BEGIN Input for this task
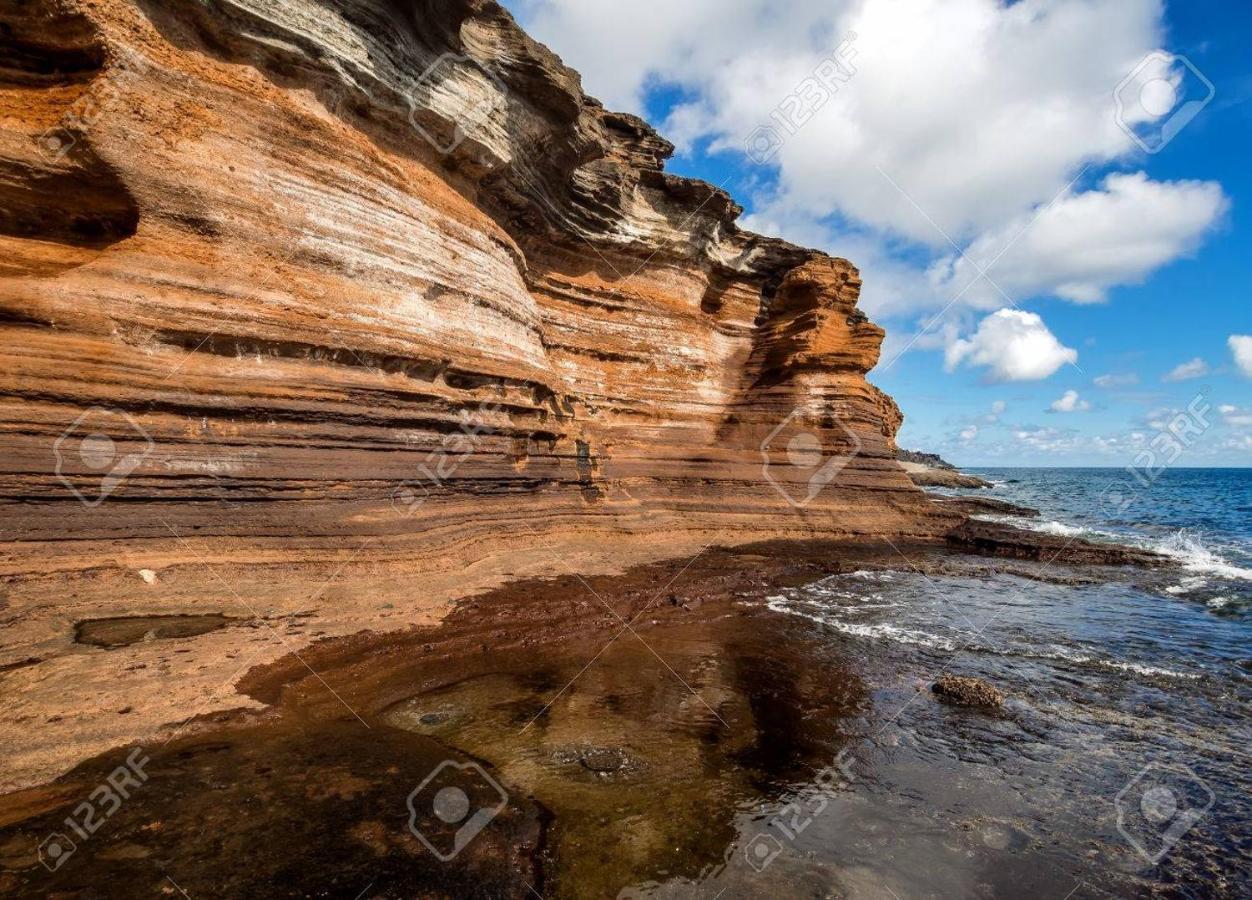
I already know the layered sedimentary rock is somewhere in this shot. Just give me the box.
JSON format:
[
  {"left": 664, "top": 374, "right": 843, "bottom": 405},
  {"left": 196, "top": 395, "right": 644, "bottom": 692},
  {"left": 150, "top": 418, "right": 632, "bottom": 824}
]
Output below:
END Input for this task
■ **What the task asks**: Looking at the data above, show all lines where the word "left" occurs.

■ **Response box**:
  {"left": 664, "top": 374, "right": 843, "bottom": 405},
  {"left": 196, "top": 395, "right": 644, "bottom": 692},
  {"left": 150, "top": 418, "right": 632, "bottom": 824}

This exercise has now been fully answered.